▶ _Action item_:
Pick out each line below containing "neighboring".

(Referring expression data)
****

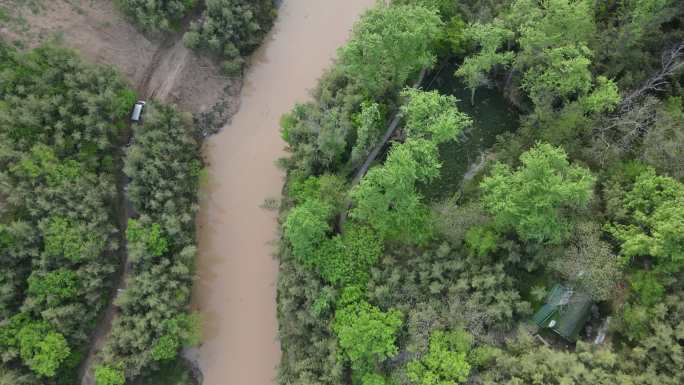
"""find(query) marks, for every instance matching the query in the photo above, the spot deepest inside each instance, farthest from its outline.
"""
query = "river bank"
(235, 289)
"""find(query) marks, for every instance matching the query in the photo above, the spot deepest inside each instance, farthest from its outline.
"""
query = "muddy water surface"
(237, 274)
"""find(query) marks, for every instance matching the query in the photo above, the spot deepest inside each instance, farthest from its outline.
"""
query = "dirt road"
(235, 288)
(160, 68)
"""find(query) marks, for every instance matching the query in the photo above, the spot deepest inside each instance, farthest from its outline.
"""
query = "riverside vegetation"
(586, 191)
(63, 123)
(63, 128)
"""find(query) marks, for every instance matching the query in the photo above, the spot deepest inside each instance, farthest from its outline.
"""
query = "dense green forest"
(63, 126)
(164, 166)
(381, 285)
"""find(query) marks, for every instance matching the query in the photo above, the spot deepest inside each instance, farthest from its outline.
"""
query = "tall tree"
(389, 44)
(531, 199)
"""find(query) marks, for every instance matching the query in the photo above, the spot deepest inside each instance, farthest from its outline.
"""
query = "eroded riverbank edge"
(236, 285)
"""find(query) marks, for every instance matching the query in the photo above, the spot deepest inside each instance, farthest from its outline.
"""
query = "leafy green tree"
(366, 334)
(446, 362)
(387, 198)
(71, 240)
(530, 199)
(564, 73)
(373, 379)
(489, 37)
(368, 129)
(432, 116)
(389, 44)
(105, 375)
(655, 207)
(42, 349)
(145, 240)
(55, 287)
(589, 263)
(231, 29)
(481, 240)
(165, 348)
(664, 141)
(306, 228)
(524, 362)
(347, 259)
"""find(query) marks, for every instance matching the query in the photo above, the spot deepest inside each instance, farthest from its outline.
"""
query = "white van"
(137, 111)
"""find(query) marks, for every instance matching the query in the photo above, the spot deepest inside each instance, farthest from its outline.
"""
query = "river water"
(236, 286)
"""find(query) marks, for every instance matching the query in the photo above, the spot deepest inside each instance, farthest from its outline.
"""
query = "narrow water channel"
(236, 286)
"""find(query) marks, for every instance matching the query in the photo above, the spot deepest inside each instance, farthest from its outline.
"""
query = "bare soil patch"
(160, 68)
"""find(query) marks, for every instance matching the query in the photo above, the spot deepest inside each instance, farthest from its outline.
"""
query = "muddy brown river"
(236, 286)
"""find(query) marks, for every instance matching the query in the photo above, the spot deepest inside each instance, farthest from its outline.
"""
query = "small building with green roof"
(565, 311)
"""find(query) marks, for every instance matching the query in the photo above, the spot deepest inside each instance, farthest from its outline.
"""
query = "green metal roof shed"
(565, 312)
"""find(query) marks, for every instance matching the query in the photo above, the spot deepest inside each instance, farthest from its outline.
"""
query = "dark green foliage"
(389, 44)
(664, 142)
(347, 259)
(567, 202)
(654, 208)
(366, 334)
(157, 15)
(531, 198)
(60, 125)
(164, 165)
(446, 360)
(105, 375)
(231, 29)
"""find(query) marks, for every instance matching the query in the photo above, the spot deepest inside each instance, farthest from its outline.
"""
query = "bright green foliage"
(489, 37)
(589, 263)
(366, 334)
(373, 379)
(387, 198)
(157, 15)
(42, 349)
(326, 188)
(60, 130)
(41, 164)
(646, 14)
(165, 348)
(105, 375)
(528, 363)
(306, 228)
(432, 116)
(530, 199)
(70, 240)
(369, 128)
(552, 24)
(389, 44)
(655, 206)
(446, 360)
(446, 8)
(647, 286)
(164, 164)
(55, 287)
(604, 97)
(564, 73)
(664, 141)
(481, 240)
(231, 29)
(347, 259)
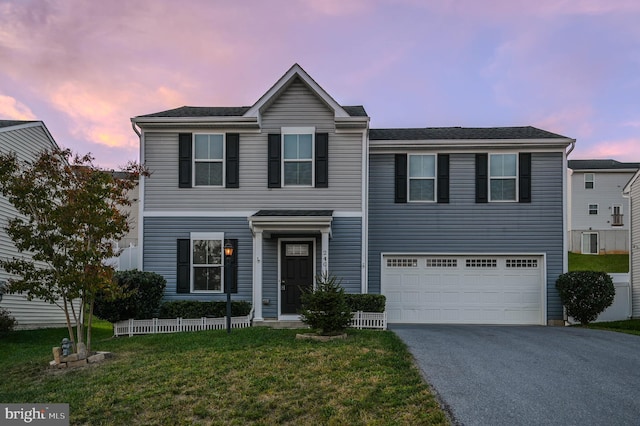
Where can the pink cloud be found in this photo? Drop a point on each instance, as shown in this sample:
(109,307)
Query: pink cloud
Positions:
(13,109)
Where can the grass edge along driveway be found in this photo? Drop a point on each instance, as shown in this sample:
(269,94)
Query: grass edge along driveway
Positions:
(253,376)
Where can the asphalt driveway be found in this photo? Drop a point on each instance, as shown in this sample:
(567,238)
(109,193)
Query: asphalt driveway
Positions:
(500,375)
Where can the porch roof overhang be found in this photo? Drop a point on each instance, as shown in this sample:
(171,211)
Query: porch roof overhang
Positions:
(291,221)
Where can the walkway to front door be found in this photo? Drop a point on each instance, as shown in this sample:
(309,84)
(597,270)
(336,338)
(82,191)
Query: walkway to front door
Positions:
(296,272)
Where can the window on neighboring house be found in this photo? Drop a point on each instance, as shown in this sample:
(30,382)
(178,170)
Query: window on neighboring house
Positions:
(207,262)
(298,159)
(503,177)
(589,243)
(422,177)
(616,215)
(589,180)
(208,159)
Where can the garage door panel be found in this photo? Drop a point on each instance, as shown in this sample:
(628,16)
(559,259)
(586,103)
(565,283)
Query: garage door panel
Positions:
(464,289)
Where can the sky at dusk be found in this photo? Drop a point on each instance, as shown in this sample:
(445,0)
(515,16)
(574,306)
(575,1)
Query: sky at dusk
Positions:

****

▶ _Answer to the problem_:
Where can the window on neighboring house be found in this photo? Drop a point on each instance, as shown in this sample:
Query: window on neighboring house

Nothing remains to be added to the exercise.